Qashliq, Isker or Sibir (Siberian Tatar language: Esker-tora) was a medieval (14th–16th century) Siberian Tatar fortress, in the 16th century the capital of the Khanate of Sibir, located on the right bank of the Irtysh River at its confluence with the Sibirka rivulet, some 17 km from the modern city of Tobolsk. 
The fortress is first mentioned in Russian sources of the 14th century.

The period of the most development was in the first half of the 16th century. In 1582 the troops of Cossack ataman Yermak seized and ruined Qashliq. The ruined city was retaken by the Siberian Tatars in 1584 only to be lost forever in 1586. The nearby city of Tobolsk was founded in 1587.

Sources differ on the exact location of the fortress. Most give the distance upriver from Tobolsk as 17 or 18 km, or versts, or ten to eleven miles, but others give 23 km. Sources of the early 19th century claim that the ruins of the fortress could still be made out with difficulty.

* _EXERCISE TASK 1_
Pull out every line in the rows below that contains the word "green", treating uppercase and lowercase as different.

* _MATERIAL FOR THIS EXERCISE_
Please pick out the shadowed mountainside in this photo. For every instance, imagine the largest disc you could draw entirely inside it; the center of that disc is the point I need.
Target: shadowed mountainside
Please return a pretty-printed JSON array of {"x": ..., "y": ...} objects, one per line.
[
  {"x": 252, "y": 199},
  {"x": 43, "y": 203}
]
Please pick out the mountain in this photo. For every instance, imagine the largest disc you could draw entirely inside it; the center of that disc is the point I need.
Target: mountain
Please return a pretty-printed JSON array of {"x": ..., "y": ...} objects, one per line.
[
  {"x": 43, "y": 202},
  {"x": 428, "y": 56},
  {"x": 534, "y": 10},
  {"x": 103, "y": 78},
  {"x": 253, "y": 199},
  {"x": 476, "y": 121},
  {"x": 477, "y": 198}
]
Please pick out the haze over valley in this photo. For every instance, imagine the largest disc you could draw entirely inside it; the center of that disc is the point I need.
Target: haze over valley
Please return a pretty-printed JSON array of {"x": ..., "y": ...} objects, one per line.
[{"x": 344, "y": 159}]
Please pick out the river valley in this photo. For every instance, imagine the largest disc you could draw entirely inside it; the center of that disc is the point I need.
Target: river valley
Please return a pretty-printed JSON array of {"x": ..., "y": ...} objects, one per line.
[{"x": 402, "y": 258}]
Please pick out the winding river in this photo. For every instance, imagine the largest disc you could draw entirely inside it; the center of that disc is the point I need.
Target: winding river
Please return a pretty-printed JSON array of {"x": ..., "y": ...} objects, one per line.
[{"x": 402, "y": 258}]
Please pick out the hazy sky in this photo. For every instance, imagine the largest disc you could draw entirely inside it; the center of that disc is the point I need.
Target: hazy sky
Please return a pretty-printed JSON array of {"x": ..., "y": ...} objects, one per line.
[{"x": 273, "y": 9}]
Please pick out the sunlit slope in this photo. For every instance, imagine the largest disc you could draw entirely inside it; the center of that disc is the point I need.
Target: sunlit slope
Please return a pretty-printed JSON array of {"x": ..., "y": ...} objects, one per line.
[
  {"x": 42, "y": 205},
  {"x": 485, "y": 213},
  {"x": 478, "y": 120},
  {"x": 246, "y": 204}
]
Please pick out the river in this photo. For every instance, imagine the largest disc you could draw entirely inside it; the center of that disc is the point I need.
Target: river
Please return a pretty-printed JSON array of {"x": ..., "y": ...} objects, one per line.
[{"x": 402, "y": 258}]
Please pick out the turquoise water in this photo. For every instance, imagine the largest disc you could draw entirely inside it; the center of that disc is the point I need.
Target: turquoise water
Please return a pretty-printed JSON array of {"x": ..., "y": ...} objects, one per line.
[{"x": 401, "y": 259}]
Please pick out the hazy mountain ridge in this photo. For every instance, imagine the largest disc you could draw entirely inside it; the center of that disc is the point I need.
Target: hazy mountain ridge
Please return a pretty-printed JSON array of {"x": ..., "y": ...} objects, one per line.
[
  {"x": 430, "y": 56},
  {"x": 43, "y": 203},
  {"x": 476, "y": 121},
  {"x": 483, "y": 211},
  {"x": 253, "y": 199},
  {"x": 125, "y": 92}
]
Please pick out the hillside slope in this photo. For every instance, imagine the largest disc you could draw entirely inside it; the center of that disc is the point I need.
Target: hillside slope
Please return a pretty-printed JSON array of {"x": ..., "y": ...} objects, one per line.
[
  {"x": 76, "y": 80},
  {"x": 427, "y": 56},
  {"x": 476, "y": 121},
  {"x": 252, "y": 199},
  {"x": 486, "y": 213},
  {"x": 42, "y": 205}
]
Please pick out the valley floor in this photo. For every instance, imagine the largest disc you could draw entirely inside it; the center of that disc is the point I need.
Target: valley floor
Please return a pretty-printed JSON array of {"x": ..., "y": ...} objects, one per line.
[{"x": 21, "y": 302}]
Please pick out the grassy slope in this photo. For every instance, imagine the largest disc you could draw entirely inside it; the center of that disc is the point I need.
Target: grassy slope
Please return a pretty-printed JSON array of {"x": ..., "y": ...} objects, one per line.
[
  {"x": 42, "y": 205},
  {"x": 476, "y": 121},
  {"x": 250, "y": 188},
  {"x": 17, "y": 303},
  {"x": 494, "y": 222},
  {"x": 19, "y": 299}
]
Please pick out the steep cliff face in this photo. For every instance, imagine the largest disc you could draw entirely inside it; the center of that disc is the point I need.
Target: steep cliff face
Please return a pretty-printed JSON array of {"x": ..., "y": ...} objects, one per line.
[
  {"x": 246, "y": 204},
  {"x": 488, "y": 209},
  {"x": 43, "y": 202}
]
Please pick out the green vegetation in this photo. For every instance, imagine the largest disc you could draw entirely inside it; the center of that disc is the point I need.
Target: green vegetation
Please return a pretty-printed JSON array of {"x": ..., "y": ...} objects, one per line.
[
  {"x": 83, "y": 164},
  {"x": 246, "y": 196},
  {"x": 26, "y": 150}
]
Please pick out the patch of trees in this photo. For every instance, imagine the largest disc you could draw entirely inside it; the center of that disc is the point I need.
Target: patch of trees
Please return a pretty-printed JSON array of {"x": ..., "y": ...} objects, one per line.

* _EXERCISE TASK 2_
Quote the whole Qashliq passage above, word for word.

* _CORRECT RESULT 1_
Please pick out the green vegetation in this photo. For every instance, imagine the largest disc you could draw entirely inside it; the center of that disc is the point I need.
Target: green vegetation

* _CORRECT RESULT 2_
Qashliq, Isker or Sibir (Siberian Tatar language: Esker-tora) was a medieval (14th–16th century) Siberian Tatar fortress, in the 16th century the capital of the Khanate of Sibir, located on the right bank of the Irtysh River at its confluence with the Sibirka rivulet, some 17 km from the modern city of Tobolsk. 
The fortress is first mentioned in Russian sources of the 14th century.

The period of the most development was in the first half of the 16th century. In 1582 the troops of Cossack ataman Yermak seized and ruined Qashliq. The ruined city was retaken by the Siberian Tatars in 1584 only to be lost forever in 1586. The nearby city of Tobolsk was founded in 1587.

Sources differ on the exact location of the fortress. Most give the distance upriver from Tobolsk as 17 or 18 km, or versts, or ten to eleven miles, but others give 23 km. Sources of the early 19th century claim that the ruins of the fortress could still be made out with difficulty.